[Shape labeling records]
---

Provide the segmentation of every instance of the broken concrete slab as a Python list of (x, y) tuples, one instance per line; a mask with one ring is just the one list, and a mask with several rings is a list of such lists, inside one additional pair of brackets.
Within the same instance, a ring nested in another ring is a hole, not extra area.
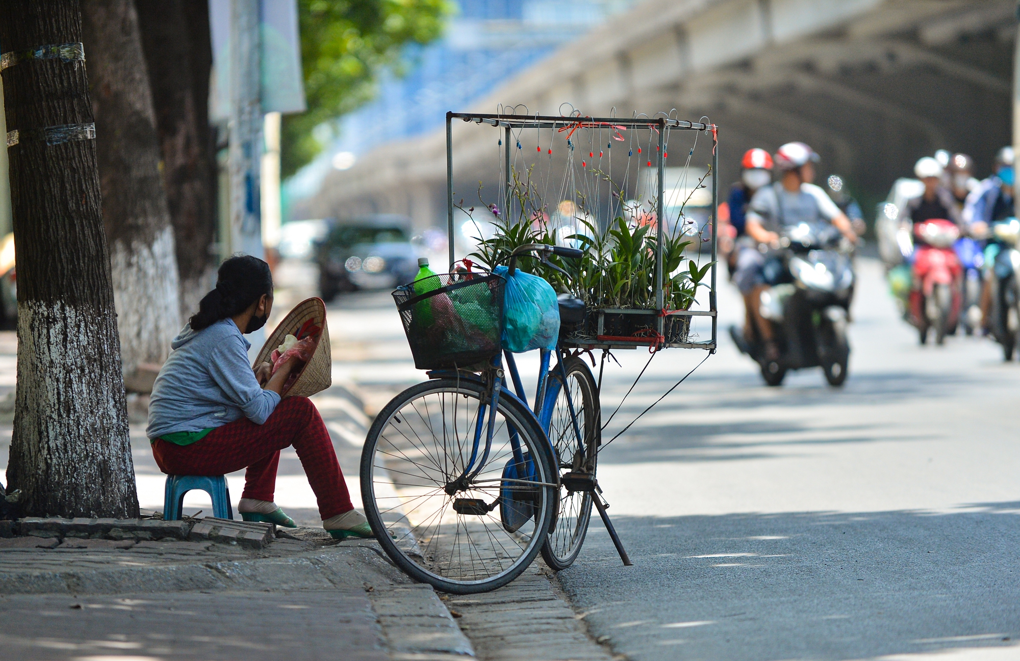
[(273, 523), (234, 521), (207, 516), (192, 527), (188, 539), (192, 542), (217, 542), (236, 544), (246, 549), (262, 549), (276, 539)]
[(191, 530), (191, 521), (163, 521), (161, 519), (114, 519), (114, 518), (60, 518), (26, 517), (18, 519), (16, 529), (19, 535), (39, 538), (80, 538), (80, 539), (134, 539), (161, 540), (172, 538), (185, 540)]
[(7, 549), (52, 549), (58, 544), (60, 544), (60, 540), (57, 538), (3, 538), (0, 539), (0, 551)]
[(135, 546), (133, 540), (79, 540), (65, 538), (58, 549), (130, 549)]

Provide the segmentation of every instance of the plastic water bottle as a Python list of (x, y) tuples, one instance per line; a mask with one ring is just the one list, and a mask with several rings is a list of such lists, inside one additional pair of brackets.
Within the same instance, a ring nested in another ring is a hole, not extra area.
[[(432, 269), (428, 268), (427, 257), (418, 258), (418, 274), (414, 276), (412, 287), (414, 288), (415, 296), (434, 292), (443, 287), (439, 275), (434, 273)], [(432, 304), (430, 298), (414, 306), (414, 315), (418, 317), (417, 320), (422, 326), (427, 327), (432, 323)]]

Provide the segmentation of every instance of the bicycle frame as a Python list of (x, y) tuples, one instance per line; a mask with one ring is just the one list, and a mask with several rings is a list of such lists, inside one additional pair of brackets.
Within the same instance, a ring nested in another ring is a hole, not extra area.
[[(553, 351), (549, 349), (542, 349), (539, 364), (539, 379), (536, 387), (534, 396), (534, 406), (528, 410), (531, 415), (534, 416), (536, 420), (539, 422), (539, 426), (542, 427), (543, 433), (546, 435), (546, 448), (552, 453), (553, 459), (556, 466), (560, 465), (559, 454), (556, 450), (556, 446), (549, 439), (549, 427), (552, 423), (553, 414), (553, 404), (555, 403), (555, 398), (550, 398), (550, 392), (548, 391), (546, 385), (549, 380), (550, 373), (550, 362), (552, 358)], [(563, 387), (566, 387), (566, 370), (563, 367), (563, 350), (560, 348), (556, 349), (557, 354), (557, 364), (556, 369), (559, 370)], [(506, 358), (507, 371), (510, 372), (510, 379), (513, 383), (514, 391), (511, 391), (507, 387), (506, 373), (503, 370), (503, 358)], [(520, 372), (517, 369), (517, 362), (514, 360), (513, 354), (504, 351), (503, 355), (498, 355), (493, 358), (492, 365), (490, 366), (490, 371), (495, 375), (495, 377), (486, 378), (484, 375), (478, 375), (474, 372), (459, 372), (454, 370), (435, 370), (429, 371), (428, 376), (438, 378), (444, 376), (454, 376), (457, 378), (465, 378), (469, 380), (474, 380), (477, 383), (486, 384), (488, 387), (492, 388), (492, 397), (489, 404), (480, 404), (478, 407), (478, 415), (475, 420), (474, 426), (474, 438), (471, 445), (471, 456), (467, 461), (467, 465), (464, 468), (463, 473), (460, 477), (453, 480), (451, 484), (455, 485), (466, 485), (477, 474), (481, 467), (486, 465), (486, 461), (489, 459), (490, 451), (492, 450), (493, 435), (496, 427), (496, 412), (499, 406), (499, 398), (502, 396), (511, 397), (520, 404), (527, 407), (527, 396), (524, 393), (524, 385), (520, 379)], [(498, 379), (498, 380), (497, 380)], [(491, 385), (490, 385), (491, 384)], [(497, 387), (498, 386), (498, 387)], [(570, 412), (570, 419), (573, 423), (574, 434), (579, 443), (583, 443), (583, 436), (580, 433), (580, 425), (577, 422), (577, 413), (574, 411), (573, 401), (571, 398), (567, 398), (567, 408)], [(481, 435), (482, 431), (486, 433), (484, 446), (481, 445)], [(510, 447), (513, 452), (514, 462), (529, 467), (529, 459), (525, 458), (520, 450), (520, 442), (517, 438), (517, 431), (515, 429), (510, 429)], [(480, 458), (479, 458), (480, 450)], [(583, 448), (579, 447), (578, 450), (583, 452)], [(526, 473), (525, 473), (526, 474)]]

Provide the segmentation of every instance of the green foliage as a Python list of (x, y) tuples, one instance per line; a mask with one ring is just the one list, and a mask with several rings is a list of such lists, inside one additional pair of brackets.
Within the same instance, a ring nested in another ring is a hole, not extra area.
[(280, 167), (290, 176), (321, 150), (312, 130), (371, 99), (402, 48), (427, 44), (453, 12), (450, 0), (298, 0), (308, 110), (284, 116)]
[[(708, 174), (706, 174), (707, 176)], [(606, 177), (606, 181), (610, 181)], [(704, 177), (702, 179), (704, 181)], [(619, 193), (619, 191), (617, 191)], [(521, 180), (513, 173), (511, 195), (515, 198), (515, 217), (510, 217), (493, 203), (486, 203), (478, 189), (478, 199), (483, 219), (493, 222), (496, 234), (492, 239), (478, 241), (478, 251), (469, 255), (489, 268), (504, 264), (510, 253), (525, 244), (555, 244), (555, 235), (546, 221), (546, 207), (530, 182), (530, 170)], [(617, 197), (622, 197), (617, 195)], [(583, 214), (583, 200), (579, 211)], [(499, 211), (494, 213), (493, 209)], [(475, 207), (464, 209), (474, 220)], [(682, 210), (681, 210), (682, 213)], [(586, 215), (586, 214), (583, 214)], [(551, 256), (550, 262), (563, 268), (567, 275), (534, 257), (518, 258), (518, 266), (527, 272), (541, 275), (554, 288), (570, 292), (584, 299), (591, 308), (655, 308), (655, 264), (658, 238), (654, 224), (628, 222), (622, 216), (613, 219), (605, 232), (588, 217), (577, 215), (574, 221), (584, 227), (584, 234), (567, 239), (577, 242), (584, 249), (580, 259), (560, 259)], [(479, 234), (480, 227), (479, 227)], [(662, 261), (663, 302), (666, 309), (686, 310), (695, 301), (700, 287), (713, 262), (699, 265), (684, 257), (683, 252), (694, 240), (679, 232), (664, 237)]]

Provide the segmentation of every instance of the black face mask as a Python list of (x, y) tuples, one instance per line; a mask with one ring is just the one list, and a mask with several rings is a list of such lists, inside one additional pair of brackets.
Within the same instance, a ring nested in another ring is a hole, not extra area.
[(259, 328), (265, 325), (265, 322), (269, 320), (268, 314), (263, 314), (262, 316), (252, 315), (252, 318), (248, 320), (248, 325), (245, 326), (245, 335), (249, 333), (255, 333)]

---

▸ TASK DETAILS
Output the listing above as a two-column CSV with the headers instruction and segmentation. Give one row per labeling instruction, with the instruction text and its full answer each in a single quoted field and line breaks turned into spaces, and leave the pictures out.

▸ RESULT OF THIS TASK
instruction,segmentation
"Provide the segmentation of every instance of the broken concrete slab as a Python list of (x, y) tuples, one instance per line; a mask with one ring is just the one list, and a mask with several rings is a list of such lists, inside one additional pair of brackets. Within the same instance, a ring nested in another ring is a hole, not extra area.","[(273, 523), (234, 521), (207, 516), (192, 527), (188, 539), (192, 542), (217, 542), (236, 544), (246, 549), (262, 549), (276, 539)] [(191, 530), (191, 521), (163, 521), (161, 519), (114, 519), (114, 518), (60, 518), (26, 517), (18, 519), (16, 529), (19, 535), (39, 538), (80, 538), (80, 539), (134, 539), (161, 540), (172, 538), (185, 540)] [(7, 549), (52, 549), (58, 544), (60, 544), (60, 540), (57, 538), (3, 538), (0, 539), (0, 551)] [(135, 546), (133, 540), (79, 540), (65, 538), (58, 549), (130, 549)]"
"Provide the segmentation of every instance of the plastic water bottle as a Python list of (x, y) tuples, one instance per line; a mask with one ring is just the one list, and a mask with several rings is a list of such lists, inside one additional pair of brackets. Within the same instance, a ring nested in another ring is a hole, not extra area.","[[(432, 269), (428, 268), (427, 257), (418, 258), (418, 274), (414, 276), (412, 287), (414, 288), (415, 296), (434, 292), (443, 287), (439, 275), (434, 273)], [(432, 304), (430, 298), (414, 306), (414, 315), (418, 317), (417, 320), (422, 326), (427, 327), (432, 323)]]"
"Provide the segmentation of every instance of the bicycle frame as a Python list of (x, y) tuples, one instance per line; a mask with one ring is just the one list, and a mask with several rings is a list of such lists, inside one additional pair of brackets. Within the same instance, a ring nested in another ring is a hole, not extra area.","[[(553, 351), (549, 349), (542, 349), (539, 364), (539, 379), (536, 387), (534, 396), (534, 406), (528, 410), (531, 415), (534, 416), (536, 420), (539, 422), (539, 426), (542, 427), (543, 433), (546, 435), (546, 448), (552, 453), (553, 459), (556, 466), (560, 465), (559, 454), (556, 450), (556, 446), (549, 439), (549, 427), (552, 423), (553, 414), (553, 404), (555, 403), (555, 398), (550, 398), (550, 392), (548, 391), (546, 385), (549, 380), (550, 373), (550, 362), (552, 358)], [(563, 387), (566, 387), (566, 370), (563, 367), (563, 350), (560, 348), (556, 349), (557, 354), (557, 364), (556, 369), (559, 370)], [(506, 358), (507, 371), (510, 372), (510, 379), (513, 383), (514, 391), (511, 391), (507, 387), (506, 373), (503, 370), (503, 358)], [(520, 372), (517, 369), (517, 362), (514, 360), (513, 354), (504, 351), (503, 355), (498, 355), (493, 358), (492, 365), (490, 366), (490, 371), (495, 375), (495, 377), (486, 378), (484, 375), (478, 375), (474, 372), (459, 372), (454, 370), (435, 370), (429, 371), (428, 376), (438, 378), (444, 376), (454, 376), (457, 378), (465, 378), (469, 380), (474, 380), (477, 383), (486, 384), (488, 387), (492, 388), (492, 397), (489, 404), (480, 404), (478, 407), (478, 415), (475, 420), (474, 426), (474, 438), (471, 445), (471, 456), (467, 461), (467, 465), (464, 468), (463, 473), (460, 477), (453, 480), (451, 484), (455, 485), (466, 485), (477, 474), (481, 467), (486, 465), (486, 461), (489, 459), (490, 451), (492, 450), (493, 435), (496, 427), (496, 412), (499, 406), (499, 398), (502, 396), (511, 397), (520, 404), (527, 407), (527, 396), (524, 393), (524, 385), (520, 379)], [(498, 379), (498, 380), (497, 380)], [(491, 385), (490, 385), (491, 384)], [(497, 387), (498, 386), (498, 387)], [(570, 412), (570, 419), (573, 423), (574, 434), (579, 443), (583, 443), (583, 436), (580, 433), (580, 425), (577, 422), (577, 413), (574, 411), (573, 401), (571, 398), (567, 398), (567, 408)], [(481, 435), (482, 431), (486, 433), (484, 446), (481, 445)], [(510, 447), (513, 452), (514, 462), (529, 467), (529, 459), (525, 458), (520, 450), (520, 442), (517, 438), (517, 431), (515, 429), (510, 429)], [(480, 458), (479, 458), (480, 450)], [(583, 448), (579, 447), (578, 450), (583, 452)], [(526, 473), (525, 473), (526, 474)]]"
"Provide the segmentation of every instance of the green foliage as a Python list of (x, y) tuples, one instance per line; a mask with one ring is just the one list, and a mask with several rings is a list of such lists, inside one additional pair of brackets. Within the same instance, a ring nested in another ring is a hole, not extra area.","[(280, 167), (290, 176), (321, 150), (312, 130), (371, 99), (402, 48), (427, 44), (453, 12), (450, 0), (298, 0), (308, 110), (284, 116)] [[(708, 174), (706, 174), (707, 176)], [(606, 177), (606, 181), (610, 181)], [(704, 177), (702, 179), (704, 181)], [(619, 193), (619, 191), (617, 191)], [(521, 180), (513, 173), (511, 195), (515, 198), (515, 217), (510, 217), (493, 203), (486, 203), (478, 189), (478, 199), (483, 219), (493, 222), (496, 234), (492, 239), (478, 241), (478, 251), (469, 255), (489, 268), (504, 264), (510, 253), (525, 244), (555, 244), (555, 235), (546, 221), (546, 207), (530, 182), (530, 170)], [(617, 197), (622, 197), (617, 195)], [(583, 214), (583, 200), (579, 211)], [(499, 211), (494, 213), (493, 209)], [(475, 207), (464, 209), (474, 220)], [(682, 210), (681, 210), (682, 213)], [(586, 215), (586, 214), (583, 214)], [(551, 256), (550, 262), (563, 268), (567, 275), (534, 257), (518, 258), (518, 266), (527, 272), (541, 275), (554, 288), (570, 292), (584, 299), (591, 308), (655, 308), (655, 264), (658, 238), (654, 224), (628, 222), (622, 216), (613, 219), (605, 232), (588, 217), (577, 215), (574, 221), (584, 227), (584, 234), (567, 239), (577, 242), (584, 249), (580, 259), (560, 259)], [(479, 234), (480, 227), (479, 227)], [(662, 261), (663, 302), (666, 309), (686, 310), (695, 301), (700, 287), (713, 262), (699, 265), (684, 257), (683, 252), (694, 240), (679, 232), (664, 237)]]"
"Provide the segmentation of every instance of the black face mask as a Python list of (x, y) tuples, one instance per line; a mask with one ring is just the one list, and a mask with several rings is a list of such lists, inside one additional pair of brackets. Within the same instance, a ring nested in another ring is a hole, not extra area.","[(259, 328), (265, 325), (265, 322), (269, 320), (268, 314), (263, 314), (262, 316), (252, 315), (252, 318), (248, 320), (248, 325), (245, 326), (245, 335), (249, 333), (255, 333)]"